The story, I think, is every bit as comical as James Thurber’s essays. God had just created Adam, and after watching him streak around the Garden of Eden all morning, God decided something was wrong. “Oops! Not good that the man should be alone,” God decided. “I’ll make a partner for him.” And then in Thurber-esque fashion, the storyteller informs us that to provide a partner God created the animals and paraded them past Adam to see what he would name them. But he named none of them “partner.” Another “Oops!” And so God performed this nifty surgical trick, and one of Adam’s ribs became the desired partner. Adam now could name her “woman” because she was made, he said, from “man.” Honestly, I think it’s a very funny story.
But beyond funny, this story of the first marriage is also a classic comedy! Dana, do you remember some years ago, I called you on the phone and told you I had just read how a literary critic defined “comedy” and I wanted you to tell me if it was accurate. Without my reciting it to you, you told me that comedy was a story that ended with the major character(s) coming together in a community. You confirmed my source.

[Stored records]
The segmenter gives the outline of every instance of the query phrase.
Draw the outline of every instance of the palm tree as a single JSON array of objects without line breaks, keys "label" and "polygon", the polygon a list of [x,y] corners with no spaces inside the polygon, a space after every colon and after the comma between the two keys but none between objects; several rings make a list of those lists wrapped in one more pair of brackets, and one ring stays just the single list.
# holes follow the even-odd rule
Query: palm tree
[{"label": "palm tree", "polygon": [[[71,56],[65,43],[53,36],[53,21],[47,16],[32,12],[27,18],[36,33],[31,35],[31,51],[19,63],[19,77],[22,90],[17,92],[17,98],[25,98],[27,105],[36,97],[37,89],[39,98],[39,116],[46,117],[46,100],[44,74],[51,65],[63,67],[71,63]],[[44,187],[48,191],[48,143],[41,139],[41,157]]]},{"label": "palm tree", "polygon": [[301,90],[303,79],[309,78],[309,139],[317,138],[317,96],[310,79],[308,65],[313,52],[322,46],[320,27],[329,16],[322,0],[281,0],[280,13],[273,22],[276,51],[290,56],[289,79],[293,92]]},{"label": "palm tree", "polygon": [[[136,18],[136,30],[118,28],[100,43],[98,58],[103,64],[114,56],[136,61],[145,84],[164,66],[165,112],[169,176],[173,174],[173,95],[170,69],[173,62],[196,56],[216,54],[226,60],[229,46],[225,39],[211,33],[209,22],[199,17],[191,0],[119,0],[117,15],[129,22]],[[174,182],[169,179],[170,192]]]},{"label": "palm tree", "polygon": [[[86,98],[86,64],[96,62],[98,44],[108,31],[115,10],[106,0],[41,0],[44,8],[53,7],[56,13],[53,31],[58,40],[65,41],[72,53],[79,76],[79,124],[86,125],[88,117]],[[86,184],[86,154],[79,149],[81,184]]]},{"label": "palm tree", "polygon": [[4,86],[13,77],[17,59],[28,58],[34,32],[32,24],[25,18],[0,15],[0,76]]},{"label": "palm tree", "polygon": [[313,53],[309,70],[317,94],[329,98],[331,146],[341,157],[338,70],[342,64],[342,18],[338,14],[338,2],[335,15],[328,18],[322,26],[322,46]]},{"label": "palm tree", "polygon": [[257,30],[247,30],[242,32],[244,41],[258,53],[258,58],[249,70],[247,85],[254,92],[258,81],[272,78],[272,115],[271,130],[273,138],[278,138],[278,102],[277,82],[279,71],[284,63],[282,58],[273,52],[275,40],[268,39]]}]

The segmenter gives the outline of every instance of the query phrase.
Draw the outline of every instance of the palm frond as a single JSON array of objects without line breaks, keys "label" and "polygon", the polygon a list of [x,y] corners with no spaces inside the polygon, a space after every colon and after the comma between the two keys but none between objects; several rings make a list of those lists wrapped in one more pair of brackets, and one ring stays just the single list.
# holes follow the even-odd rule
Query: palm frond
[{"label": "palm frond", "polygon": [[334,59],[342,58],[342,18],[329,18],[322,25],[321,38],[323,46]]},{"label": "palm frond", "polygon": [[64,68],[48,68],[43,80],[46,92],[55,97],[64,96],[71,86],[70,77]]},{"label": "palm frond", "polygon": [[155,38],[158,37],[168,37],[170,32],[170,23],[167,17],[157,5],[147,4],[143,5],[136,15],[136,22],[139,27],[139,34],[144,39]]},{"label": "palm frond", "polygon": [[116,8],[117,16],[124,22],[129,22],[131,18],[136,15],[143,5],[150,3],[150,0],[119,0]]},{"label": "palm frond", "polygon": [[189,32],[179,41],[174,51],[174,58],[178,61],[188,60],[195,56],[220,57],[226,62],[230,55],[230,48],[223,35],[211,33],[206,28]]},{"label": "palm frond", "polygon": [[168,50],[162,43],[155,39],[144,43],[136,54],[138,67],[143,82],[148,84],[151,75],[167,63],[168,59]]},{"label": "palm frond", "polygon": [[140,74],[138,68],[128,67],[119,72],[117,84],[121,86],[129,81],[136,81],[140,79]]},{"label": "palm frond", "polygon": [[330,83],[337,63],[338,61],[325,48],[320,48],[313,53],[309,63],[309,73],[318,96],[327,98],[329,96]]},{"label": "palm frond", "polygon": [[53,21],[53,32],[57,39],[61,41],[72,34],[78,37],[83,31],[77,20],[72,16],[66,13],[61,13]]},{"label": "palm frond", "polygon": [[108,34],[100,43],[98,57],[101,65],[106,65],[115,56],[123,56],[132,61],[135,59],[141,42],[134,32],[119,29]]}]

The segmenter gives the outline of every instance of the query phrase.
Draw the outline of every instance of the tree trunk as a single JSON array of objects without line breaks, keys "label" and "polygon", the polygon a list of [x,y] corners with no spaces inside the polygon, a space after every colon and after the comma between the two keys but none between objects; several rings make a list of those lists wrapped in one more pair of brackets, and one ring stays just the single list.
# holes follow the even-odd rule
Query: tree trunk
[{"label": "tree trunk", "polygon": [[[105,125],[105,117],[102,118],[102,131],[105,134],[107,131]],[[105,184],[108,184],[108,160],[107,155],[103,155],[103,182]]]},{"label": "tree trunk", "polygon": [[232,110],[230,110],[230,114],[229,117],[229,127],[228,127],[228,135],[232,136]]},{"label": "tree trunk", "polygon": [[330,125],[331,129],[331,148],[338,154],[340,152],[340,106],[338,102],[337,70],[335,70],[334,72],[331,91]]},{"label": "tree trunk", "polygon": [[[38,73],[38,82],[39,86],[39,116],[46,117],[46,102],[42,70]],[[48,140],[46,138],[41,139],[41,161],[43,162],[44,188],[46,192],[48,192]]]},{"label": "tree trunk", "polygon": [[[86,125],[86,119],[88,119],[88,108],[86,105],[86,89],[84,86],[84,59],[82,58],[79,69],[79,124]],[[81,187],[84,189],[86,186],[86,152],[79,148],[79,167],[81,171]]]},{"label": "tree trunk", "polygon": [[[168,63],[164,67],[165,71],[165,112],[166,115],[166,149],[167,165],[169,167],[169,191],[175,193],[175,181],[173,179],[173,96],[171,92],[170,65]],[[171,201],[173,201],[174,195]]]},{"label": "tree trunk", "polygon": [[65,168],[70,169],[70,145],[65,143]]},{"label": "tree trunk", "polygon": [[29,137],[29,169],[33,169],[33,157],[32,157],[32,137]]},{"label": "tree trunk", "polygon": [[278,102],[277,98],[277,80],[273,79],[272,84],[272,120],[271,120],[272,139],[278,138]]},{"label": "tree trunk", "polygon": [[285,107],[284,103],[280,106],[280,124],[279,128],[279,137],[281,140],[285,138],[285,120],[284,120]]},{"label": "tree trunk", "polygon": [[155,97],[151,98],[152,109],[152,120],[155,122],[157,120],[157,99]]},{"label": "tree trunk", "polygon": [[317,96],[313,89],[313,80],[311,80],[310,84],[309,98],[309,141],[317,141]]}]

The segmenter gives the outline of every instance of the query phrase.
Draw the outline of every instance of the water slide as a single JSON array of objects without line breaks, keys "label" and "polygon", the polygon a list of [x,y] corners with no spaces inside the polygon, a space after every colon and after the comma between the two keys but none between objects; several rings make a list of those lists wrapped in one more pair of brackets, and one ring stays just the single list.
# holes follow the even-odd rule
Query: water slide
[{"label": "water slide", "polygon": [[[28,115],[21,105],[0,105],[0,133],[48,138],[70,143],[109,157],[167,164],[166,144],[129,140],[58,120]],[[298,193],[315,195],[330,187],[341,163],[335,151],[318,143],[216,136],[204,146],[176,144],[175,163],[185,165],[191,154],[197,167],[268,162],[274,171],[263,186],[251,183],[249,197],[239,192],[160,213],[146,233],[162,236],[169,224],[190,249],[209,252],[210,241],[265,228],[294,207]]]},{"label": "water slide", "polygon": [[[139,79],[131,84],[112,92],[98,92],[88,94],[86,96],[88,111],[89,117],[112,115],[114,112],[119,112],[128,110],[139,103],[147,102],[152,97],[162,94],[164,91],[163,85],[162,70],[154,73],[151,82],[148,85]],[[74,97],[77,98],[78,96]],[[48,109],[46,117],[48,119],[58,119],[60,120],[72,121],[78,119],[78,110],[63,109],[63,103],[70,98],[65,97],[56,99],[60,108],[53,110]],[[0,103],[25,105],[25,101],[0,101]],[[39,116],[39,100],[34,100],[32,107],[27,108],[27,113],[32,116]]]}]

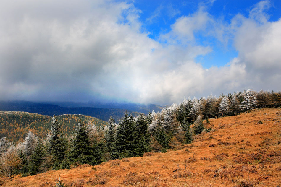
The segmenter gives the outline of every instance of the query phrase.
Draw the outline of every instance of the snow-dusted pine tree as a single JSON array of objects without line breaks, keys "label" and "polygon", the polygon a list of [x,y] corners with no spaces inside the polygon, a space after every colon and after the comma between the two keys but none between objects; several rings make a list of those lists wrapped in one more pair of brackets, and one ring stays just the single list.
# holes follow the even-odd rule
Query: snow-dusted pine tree
[{"label": "snow-dusted pine tree", "polygon": [[213,117],[215,115],[216,108],[214,107],[216,101],[216,97],[212,94],[208,96],[204,106],[203,114],[205,118],[209,119],[210,116]]},{"label": "snow-dusted pine tree", "polygon": [[166,109],[166,111],[163,117],[163,121],[161,122],[161,125],[166,131],[173,130],[177,127],[177,123],[175,116],[175,113],[172,109],[168,107]]},{"label": "snow-dusted pine tree", "polygon": [[108,120],[108,130],[106,132],[105,136],[105,139],[106,142],[106,146],[107,149],[107,151],[110,152],[112,149],[112,146],[113,144],[114,140],[114,135],[115,134],[116,130],[115,126],[116,123],[115,121],[110,116],[109,120]]},{"label": "snow-dusted pine tree", "polygon": [[257,106],[257,97],[255,92],[249,89],[244,93],[244,100],[241,103],[240,107],[244,111],[253,109]]},{"label": "snow-dusted pine tree", "polygon": [[37,138],[30,130],[23,141],[22,152],[28,156],[32,153],[37,145]]},{"label": "snow-dusted pine tree", "polygon": [[198,116],[196,118],[196,119],[194,121],[194,124],[198,124],[202,122],[202,118],[200,115],[198,115]]},{"label": "snow-dusted pine tree", "polygon": [[193,103],[193,105],[190,109],[189,116],[190,118],[194,119],[199,115],[200,113],[200,105],[198,101],[195,100]]},{"label": "snow-dusted pine tree", "polygon": [[219,103],[219,112],[222,113],[222,117],[223,115],[223,113],[225,113],[228,110],[229,107],[229,100],[228,97],[226,95]]}]

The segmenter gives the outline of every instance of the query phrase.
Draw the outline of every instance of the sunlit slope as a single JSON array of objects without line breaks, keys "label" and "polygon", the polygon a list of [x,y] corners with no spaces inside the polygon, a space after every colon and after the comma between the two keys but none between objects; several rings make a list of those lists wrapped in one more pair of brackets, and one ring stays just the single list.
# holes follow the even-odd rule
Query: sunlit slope
[{"label": "sunlit slope", "polygon": [[211,119],[205,124],[214,131],[180,150],[14,178],[4,186],[54,186],[60,177],[67,186],[276,187],[280,119],[281,109],[270,108]]},{"label": "sunlit slope", "polygon": [[[87,123],[88,119],[93,124],[104,126],[107,122],[101,119],[81,115],[64,114],[56,116],[67,136],[75,129],[81,118]],[[0,111],[0,136],[10,141],[22,140],[29,130],[40,138],[44,137],[51,129],[52,117],[24,112]]]}]

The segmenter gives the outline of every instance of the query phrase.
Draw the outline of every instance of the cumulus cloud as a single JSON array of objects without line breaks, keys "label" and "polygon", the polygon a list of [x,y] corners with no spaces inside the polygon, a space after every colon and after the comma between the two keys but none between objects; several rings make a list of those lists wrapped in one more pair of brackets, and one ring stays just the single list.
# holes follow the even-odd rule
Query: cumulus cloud
[{"label": "cumulus cloud", "polygon": [[[269,2],[227,23],[203,8],[171,31],[150,38],[140,11],[108,1],[8,1],[0,7],[2,99],[86,101],[95,98],[167,104],[188,96],[237,90],[278,89],[281,20],[268,21]],[[217,31],[210,32],[210,28]],[[206,70],[195,58],[212,51],[201,32],[239,52]]]}]

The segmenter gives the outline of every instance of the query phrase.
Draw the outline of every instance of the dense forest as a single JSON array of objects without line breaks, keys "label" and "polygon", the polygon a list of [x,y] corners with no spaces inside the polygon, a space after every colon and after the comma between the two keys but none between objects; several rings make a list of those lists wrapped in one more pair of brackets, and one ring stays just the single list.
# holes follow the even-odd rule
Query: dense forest
[{"label": "dense forest", "polygon": [[[17,145],[5,137],[0,140],[1,173],[33,175],[49,170],[98,164],[110,159],[143,155],[149,152],[165,152],[191,143],[207,129],[210,118],[239,115],[256,108],[281,106],[281,92],[251,90],[216,98],[184,99],[160,112],[137,117],[126,113],[118,124],[112,117],[108,124],[98,126],[78,120],[75,133],[67,139],[62,124],[54,116],[51,131],[38,138],[31,131]],[[204,121],[204,119],[205,120]],[[204,121],[204,122],[203,122]]]},{"label": "dense forest", "polygon": [[[97,126],[104,126],[107,122],[99,119],[82,115],[64,114],[56,118],[62,125],[62,130],[66,137],[74,132],[75,125],[79,119]],[[5,137],[9,141],[22,141],[29,130],[37,136],[42,138],[51,130],[52,117],[48,116],[24,112],[0,111],[0,137]]]},{"label": "dense forest", "polygon": [[49,104],[42,104],[30,101],[0,101],[0,110],[21,111],[35,113],[42,115],[53,116],[64,114],[82,114],[107,121],[111,116],[114,120],[119,121],[127,112],[134,116],[138,112],[125,109],[104,108],[89,107],[63,107]]}]

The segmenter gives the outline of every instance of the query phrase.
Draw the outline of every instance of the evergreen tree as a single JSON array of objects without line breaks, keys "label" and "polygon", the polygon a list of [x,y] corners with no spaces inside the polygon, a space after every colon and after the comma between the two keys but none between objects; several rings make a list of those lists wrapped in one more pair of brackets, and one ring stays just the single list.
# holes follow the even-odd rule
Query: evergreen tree
[{"label": "evergreen tree", "polygon": [[216,103],[216,98],[212,94],[209,96],[204,107],[203,114],[205,118],[209,119],[210,116],[214,117],[215,115],[215,109],[214,107]]},{"label": "evergreen tree", "polygon": [[153,133],[153,136],[157,142],[162,146],[161,151],[163,152],[166,152],[169,147],[170,138],[162,126],[160,125],[157,126],[156,130]]},{"label": "evergreen tree", "polygon": [[240,106],[244,111],[253,109],[257,105],[256,96],[255,92],[249,89],[245,92],[244,100],[241,102]]},{"label": "evergreen tree", "polygon": [[192,141],[192,135],[190,132],[190,123],[188,122],[186,118],[185,118],[181,126],[183,130],[185,131],[185,143],[186,144],[189,144]]},{"label": "evergreen tree", "polygon": [[28,171],[29,162],[26,158],[26,156],[22,152],[21,149],[18,150],[17,154],[21,161],[20,167],[17,172],[21,173],[23,177],[27,176]]},{"label": "evergreen tree", "polygon": [[113,159],[135,156],[135,124],[133,117],[127,113],[119,123],[111,151]]},{"label": "evergreen tree", "polygon": [[3,153],[7,152],[9,147],[12,145],[12,144],[8,141],[6,137],[0,138],[0,156]]},{"label": "evergreen tree", "polygon": [[231,97],[229,109],[232,115],[235,115],[240,111],[239,103],[235,94],[232,95]]},{"label": "evergreen tree", "polygon": [[196,134],[200,134],[204,129],[203,122],[201,116],[199,115],[196,118],[194,122],[195,125],[193,127],[193,130]]},{"label": "evergreen tree", "polygon": [[30,160],[28,173],[30,175],[33,175],[40,173],[40,168],[45,154],[43,143],[38,139],[37,145]]},{"label": "evergreen tree", "polygon": [[200,115],[198,115],[198,116],[196,118],[196,119],[194,121],[194,124],[195,125],[198,125],[200,123],[202,122],[202,118]]},{"label": "evergreen tree", "polygon": [[164,130],[171,137],[175,133],[178,123],[176,121],[175,113],[172,108],[168,107],[165,110],[162,125]]},{"label": "evergreen tree", "polygon": [[79,119],[75,130],[75,137],[71,142],[69,157],[72,162],[92,165],[96,162],[94,153],[90,145],[90,139],[86,130],[84,123]]},{"label": "evergreen tree", "polygon": [[108,121],[108,130],[105,134],[106,146],[107,151],[110,152],[114,141],[114,135],[116,131],[115,129],[115,121],[111,116]]},{"label": "evergreen tree", "polygon": [[37,144],[37,138],[30,130],[23,141],[22,152],[27,156],[31,155]]},{"label": "evergreen tree", "polygon": [[62,169],[61,164],[63,162],[65,162],[67,160],[67,151],[69,147],[68,142],[63,135],[61,125],[59,123],[54,115],[53,117],[51,132],[48,139],[48,150],[49,153],[53,158],[53,169]]},{"label": "evergreen tree", "polygon": [[150,150],[150,134],[148,132],[148,124],[143,114],[141,114],[136,122],[137,145],[135,155],[141,156]]},{"label": "evergreen tree", "polygon": [[196,100],[193,103],[193,105],[190,109],[189,116],[191,118],[194,119],[200,113],[200,106],[197,101]]},{"label": "evergreen tree", "polygon": [[225,96],[219,103],[219,112],[222,113],[222,117],[224,113],[225,113],[228,110],[229,107],[229,101],[228,97]]},{"label": "evergreen tree", "polygon": [[192,142],[192,135],[190,130],[190,127],[188,126],[185,133],[185,143],[186,144],[191,143]]}]

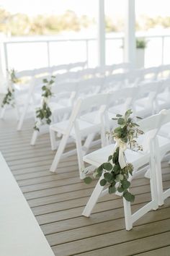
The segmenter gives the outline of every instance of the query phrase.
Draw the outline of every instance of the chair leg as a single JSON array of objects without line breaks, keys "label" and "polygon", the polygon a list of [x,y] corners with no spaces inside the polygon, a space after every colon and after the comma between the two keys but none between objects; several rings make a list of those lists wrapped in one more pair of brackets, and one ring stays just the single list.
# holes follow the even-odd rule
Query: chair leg
[{"label": "chair leg", "polygon": [[17,131],[20,131],[22,129],[22,127],[24,122],[24,116],[27,114],[28,109],[28,103],[26,103],[22,114],[21,115],[20,119],[19,119],[18,126],[17,126]]},{"label": "chair leg", "polygon": [[30,145],[32,146],[34,146],[35,145],[36,140],[37,139],[37,136],[38,136],[39,132],[38,131],[34,131],[32,136],[32,139],[31,139],[31,143]]},{"label": "chair leg", "polygon": [[86,154],[88,151],[88,150],[90,148],[90,145],[91,144],[92,141],[94,140],[95,136],[95,133],[91,133],[91,135],[89,135],[89,136],[87,136],[85,142],[84,143],[83,145],[83,149],[84,151],[84,154]]},{"label": "chair leg", "polygon": [[56,154],[55,155],[54,160],[52,163],[52,165],[50,166],[50,171],[55,172],[57,166],[58,165],[59,161],[61,158],[61,155],[64,151],[64,149],[66,148],[68,139],[69,134],[64,135],[61,140],[60,145],[58,146],[58,150],[56,152]]},{"label": "chair leg", "polygon": [[130,230],[133,229],[133,220],[132,220],[130,202],[128,202],[124,197],[122,197],[122,200],[123,200],[124,213],[125,213],[125,228],[126,230]]},{"label": "chair leg", "polygon": [[85,178],[86,174],[82,171],[84,170],[85,166],[83,161],[83,152],[82,152],[82,145],[81,136],[79,134],[76,135],[76,150],[77,150],[77,157],[78,157],[78,163],[79,169],[80,179],[83,179]]},{"label": "chair leg", "polygon": [[162,185],[162,173],[161,173],[161,160],[159,153],[156,154],[156,180],[158,193],[158,205],[162,205],[164,203],[164,190]]},{"label": "chair leg", "polygon": [[51,150],[55,150],[57,148],[56,142],[55,142],[55,132],[52,129],[50,128],[50,145]]},{"label": "chair leg", "polygon": [[1,116],[0,116],[1,119],[4,119],[6,108],[6,106],[4,106],[1,108]]},{"label": "chair leg", "polygon": [[86,217],[89,217],[94,207],[95,206],[102,190],[104,189],[104,187],[102,187],[100,185],[100,181],[101,179],[103,179],[103,176],[100,177],[99,179],[91,197],[90,199],[89,200],[85,208],[84,209],[84,211],[82,213],[82,215],[86,216]]}]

▶ [Work required]:
Can you output the passage on the first marriage word for word, beginning at the words "But beyond funny, this" and stopping after "confirmed my source."?

▶ [Answer to the exercise]:
But beyond funny, this story of the first marriage is also a classic comedy! Dana, do you remember some years ago, I called you on the phone and told you I had just read how a literary critic defined “comedy” and I wanted you to tell me if it was accurate. Without my reciting it to you, you told me that comedy was a story that ended with the major character(s) coming together in a community. You confirmed my source.